TRECHO PARA LEITURA |
Atualmente, como é sabido, são cometidas verdadeiras atrocidades e barbaridades a título de “trote”, muitas das quais acabam frequentando as páginas policiais. Acho que isto ocorre em grande parte por conta da leniência das autoridades universitárias, que alegam que os fatos ocorreram fora do campus, o que nem sempre é verdade. De outra parte, é possível que alguns dos calouros aceitem tarefas absurdas com a expectativa de que no próximo ano será a vez deles protagonizarem as brincadeiras pesadas. Estabelece-se, portanto, um ciclo vicioso.
Nem sempre foi assim. Como será visto a seguir, a recepção que a UFRGS preparou para os “bixos” de 1965 foi algo tão civilizado e tão bem programado que, à luz do que acontece hoje em dia, parece ter sido organizada pelo cerimonial do Palácio de Buckingham, da casa real britânica.
Como se costuma dizer que uma fotografia vale por mil palavras, serão elas que a seguir vão contar a história.
A recepção

A parte principal da comemoração constou de uma gincana realizada no Clube Cantegril, de Porto Alegre, em 20/03/1965. Um ônibus da universidade nos levou até lá.

[Trechos de conjunto de dados sobre apontamento de objetos]
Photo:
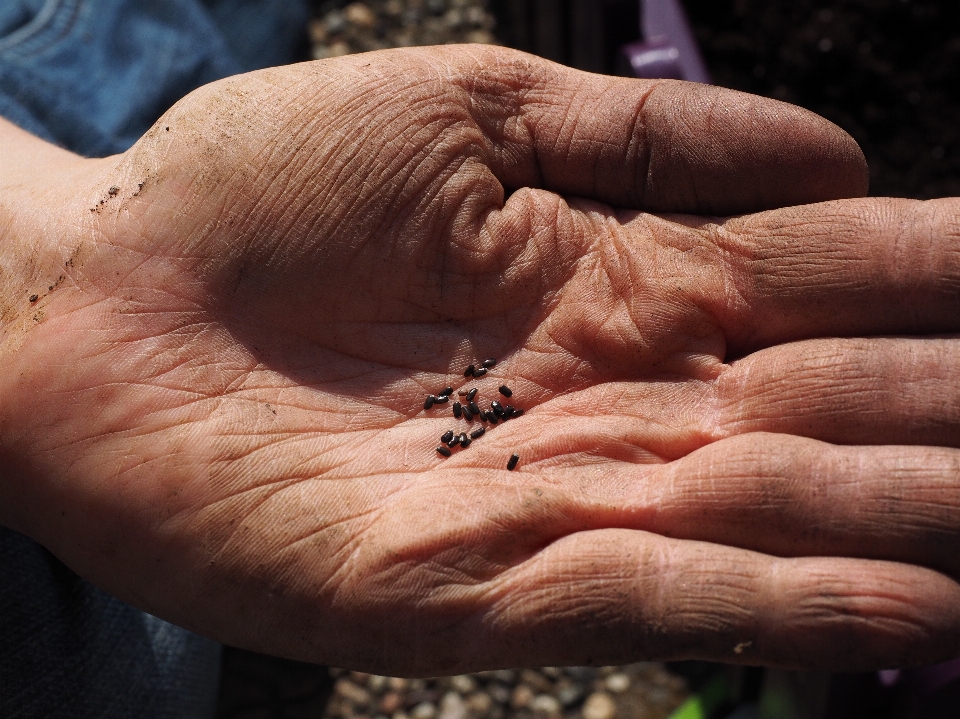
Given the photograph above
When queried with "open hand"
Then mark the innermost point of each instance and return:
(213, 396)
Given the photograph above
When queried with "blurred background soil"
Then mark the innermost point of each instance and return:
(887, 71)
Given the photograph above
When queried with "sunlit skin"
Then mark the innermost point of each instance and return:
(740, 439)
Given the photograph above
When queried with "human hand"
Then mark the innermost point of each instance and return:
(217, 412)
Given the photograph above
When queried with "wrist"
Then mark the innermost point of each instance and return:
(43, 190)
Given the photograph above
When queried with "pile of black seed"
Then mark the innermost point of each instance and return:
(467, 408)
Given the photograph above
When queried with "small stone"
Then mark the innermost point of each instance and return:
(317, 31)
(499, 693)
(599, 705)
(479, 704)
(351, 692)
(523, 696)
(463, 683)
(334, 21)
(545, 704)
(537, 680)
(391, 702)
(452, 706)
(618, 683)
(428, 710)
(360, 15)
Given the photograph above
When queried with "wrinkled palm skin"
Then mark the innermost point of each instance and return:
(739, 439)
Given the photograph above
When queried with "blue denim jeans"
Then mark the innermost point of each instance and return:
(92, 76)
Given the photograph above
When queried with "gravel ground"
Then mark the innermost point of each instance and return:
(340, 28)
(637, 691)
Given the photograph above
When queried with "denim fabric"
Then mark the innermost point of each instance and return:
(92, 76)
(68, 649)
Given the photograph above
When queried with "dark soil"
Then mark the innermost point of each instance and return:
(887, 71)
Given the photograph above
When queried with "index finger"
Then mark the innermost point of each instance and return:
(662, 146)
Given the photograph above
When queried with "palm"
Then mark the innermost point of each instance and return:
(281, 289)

==

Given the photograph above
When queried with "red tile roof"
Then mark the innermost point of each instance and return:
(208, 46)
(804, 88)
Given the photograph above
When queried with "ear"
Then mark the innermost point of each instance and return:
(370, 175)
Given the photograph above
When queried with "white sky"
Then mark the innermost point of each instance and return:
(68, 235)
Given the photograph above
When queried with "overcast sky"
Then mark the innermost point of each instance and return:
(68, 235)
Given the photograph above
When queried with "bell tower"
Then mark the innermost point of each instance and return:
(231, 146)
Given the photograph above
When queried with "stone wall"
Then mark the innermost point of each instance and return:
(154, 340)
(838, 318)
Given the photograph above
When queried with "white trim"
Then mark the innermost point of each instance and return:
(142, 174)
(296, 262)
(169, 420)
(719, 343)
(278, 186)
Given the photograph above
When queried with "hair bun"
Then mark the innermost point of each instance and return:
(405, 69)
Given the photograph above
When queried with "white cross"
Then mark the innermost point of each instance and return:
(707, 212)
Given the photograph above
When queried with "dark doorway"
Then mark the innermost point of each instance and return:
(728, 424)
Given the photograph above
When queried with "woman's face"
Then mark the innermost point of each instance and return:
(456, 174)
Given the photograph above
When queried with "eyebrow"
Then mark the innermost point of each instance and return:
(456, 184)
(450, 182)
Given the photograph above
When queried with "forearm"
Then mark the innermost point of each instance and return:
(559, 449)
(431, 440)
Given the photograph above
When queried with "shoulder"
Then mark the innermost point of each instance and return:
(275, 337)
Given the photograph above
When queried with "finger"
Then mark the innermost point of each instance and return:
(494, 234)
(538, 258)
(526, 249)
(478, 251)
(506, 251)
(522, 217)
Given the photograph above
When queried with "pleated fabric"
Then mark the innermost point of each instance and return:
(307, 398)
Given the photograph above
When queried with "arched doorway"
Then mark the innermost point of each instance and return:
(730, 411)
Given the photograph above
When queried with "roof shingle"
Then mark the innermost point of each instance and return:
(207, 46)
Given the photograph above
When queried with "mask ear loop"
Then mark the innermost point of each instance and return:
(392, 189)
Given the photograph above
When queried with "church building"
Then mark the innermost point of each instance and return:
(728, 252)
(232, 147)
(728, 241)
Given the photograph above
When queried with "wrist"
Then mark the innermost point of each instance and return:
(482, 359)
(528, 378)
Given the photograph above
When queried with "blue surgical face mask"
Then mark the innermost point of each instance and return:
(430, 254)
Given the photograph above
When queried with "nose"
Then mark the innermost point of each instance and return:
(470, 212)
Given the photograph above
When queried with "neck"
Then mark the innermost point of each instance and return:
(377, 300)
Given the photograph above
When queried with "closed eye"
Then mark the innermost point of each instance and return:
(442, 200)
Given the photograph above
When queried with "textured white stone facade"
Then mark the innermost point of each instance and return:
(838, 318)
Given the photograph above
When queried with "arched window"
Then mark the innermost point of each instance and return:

---

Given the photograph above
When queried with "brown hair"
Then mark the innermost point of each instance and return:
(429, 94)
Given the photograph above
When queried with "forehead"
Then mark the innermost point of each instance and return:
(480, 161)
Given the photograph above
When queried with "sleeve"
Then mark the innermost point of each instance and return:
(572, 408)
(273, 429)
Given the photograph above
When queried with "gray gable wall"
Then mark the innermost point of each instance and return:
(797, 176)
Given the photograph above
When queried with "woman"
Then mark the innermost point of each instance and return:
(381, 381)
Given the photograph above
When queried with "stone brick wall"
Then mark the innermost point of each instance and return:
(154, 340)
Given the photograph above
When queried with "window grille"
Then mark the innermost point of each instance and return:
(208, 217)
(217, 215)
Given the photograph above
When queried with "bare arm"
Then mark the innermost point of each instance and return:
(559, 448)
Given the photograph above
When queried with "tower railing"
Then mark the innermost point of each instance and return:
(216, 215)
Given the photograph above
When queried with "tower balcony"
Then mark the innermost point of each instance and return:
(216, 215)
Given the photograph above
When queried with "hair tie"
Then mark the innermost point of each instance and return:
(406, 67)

TAREFAS E EXERCÍCIOS |
a – Transcreva, por favor, a parte do texto sobre o trote universitário de "Como se costuma" a "levou até lá.".
b – Liste todos os nomes próprios de lugares e instituições que aparecem no texto sobre o trote universitário.

RESPOSTAS POR TAREFA |
a –
Como se costuma dizer que uma fotografia vale por mil palavras, serão elas que a seguir vão contar a história.
A recepção

A parte principal da comemoração constou de uma gincana realizada no Clube Cantegril, de Porto Alegre, em 20/03/1965. Um ônibus da universidade nos levou até lá.

b –
UFRGS
Palácio de Buckingham
Clube Cantegril
Porto Alegre